• _REQUIREMENT_
Could you reproduce, character for character, every line from the one containing "detect the sky" through the end of the records below, both ends included?

• _SUPPLIED MATERIAL_

........

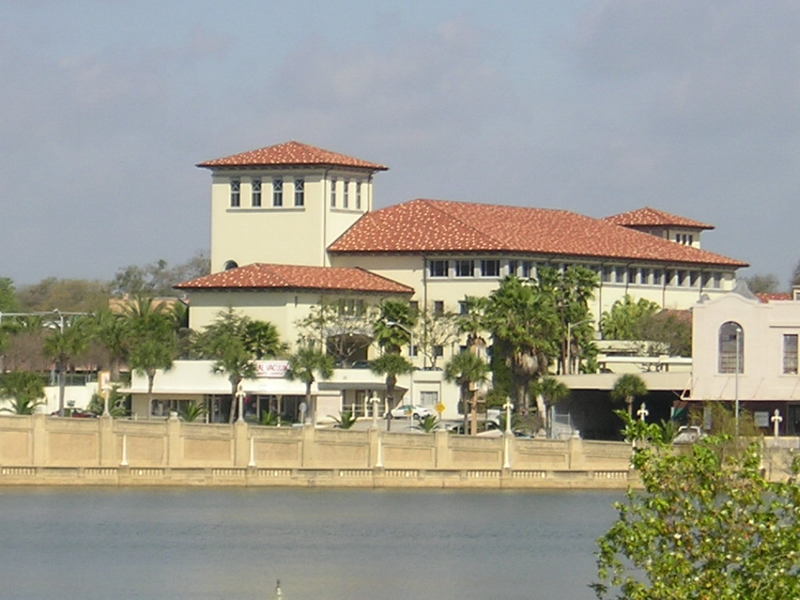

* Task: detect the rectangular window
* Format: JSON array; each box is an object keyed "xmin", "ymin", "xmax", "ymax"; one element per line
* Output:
[
  {"xmin": 508, "ymin": 260, "xmax": 519, "ymax": 275},
  {"xmin": 294, "ymin": 179, "xmax": 306, "ymax": 206},
  {"xmin": 522, "ymin": 260, "xmax": 533, "ymax": 279},
  {"xmin": 783, "ymin": 333, "xmax": 797, "ymax": 375},
  {"xmin": 231, "ymin": 179, "xmax": 242, "ymax": 208},
  {"xmin": 456, "ymin": 260, "xmax": 475, "ymax": 277},
  {"xmin": 481, "ymin": 260, "xmax": 500, "ymax": 277},
  {"xmin": 339, "ymin": 298, "xmax": 364, "ymax": 317},
  {"xmin": 428, "ymin": 260, "xmax": 447, "ymax": 277},
  {"xmin": 419, "ymin": 392, "xmax": 439, "ymax": 408}
]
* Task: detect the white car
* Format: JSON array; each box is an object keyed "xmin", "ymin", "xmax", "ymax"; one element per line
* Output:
[{"xmin": 391, "ymin": 404, "xmax": 436, "ymax": 419}]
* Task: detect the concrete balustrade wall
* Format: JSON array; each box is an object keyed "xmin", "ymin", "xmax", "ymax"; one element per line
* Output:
[{"xmin": 0, "ymin": 415, "xmax": 630, "ymax": 487}]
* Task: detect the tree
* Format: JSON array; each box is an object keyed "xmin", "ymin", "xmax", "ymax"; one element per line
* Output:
[
  {"xmin": 744, "ymin": 273, "xmax": 781, "ymax": 294},
  {"xmin": 91, "ymin": 308, "xmax": 130, "ymax": 381},
  {"xmin": 0, "ymin": 371, "xmax": 44, "ymax": 415},
  {"xmin": 592, "ymin": 415, "xmax": 800, "ymax": 600},
  {"xmin": 194, "ymin": 308, "xmax": 286, "ymax": 423},
  {"xmin": 373, "ymin": 300, "xmax": 417, "ymax": 353},
  {"xmin": 531, "ymin": 377, "xmax": 569, "ymax": 433},
  {"xmin": 42, "ymin": 313, "xmax": 90, "ymax": 417},
  {"xmin": 534, "ymin": 265, "xmax": 598, "ymax": 373},
  {"xmin": 600, "ymin": 294, "xmax": 660, "ymax": 340},
  {"xmin": 414, "ymin": 307, "xmax": 458, "ymax": 369},
  {"xmin": 296, "ymin": 303, "xmax": 376, "ymax": 368},
  {"xmin": 611, "ymin": 373, "xmax": 647, "ymax": 416},
  {"xmin": 640, "ymin": 310, "xmax": 692, "ymax": 356},
  {"xmin": 369, "ymin": 352, "xmax": 414, "ymax": 427},
  {"xmin": 484, "ymin": 276, "xmax": 560, "ymax": 414},
  {"xmin": 456, "ymin": 296, "xmax": 487, "ymax": 354},
  {"xmin": 0, "ymin": 277, "xmax": 19, "ymax": 313},
  {"xmin": 17, "ymin": 277, "xmax": 108, "ymax": 312},
  {"xmin": 123, "ymin": 296, "xmax": 178, "ymax": 408},
  {"xmin": 287, "ymin": 344, "xmax": 334, "ymax": 425},
  {"xmin": 110, "ymin": 252, "xmax": 211, "ymax": 297},
  {"xmin": 444, "ymin": 350, "xmax": 489, "ymax": 435}
]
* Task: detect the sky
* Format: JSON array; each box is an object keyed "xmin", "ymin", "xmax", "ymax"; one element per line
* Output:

........

• _ANSWER TO THE TASK_
* Task: detect the sky
* Format: JSON array; each box is an object keyed "xmin", "ymin", "xmax", "ymax"; one element per line
* Output:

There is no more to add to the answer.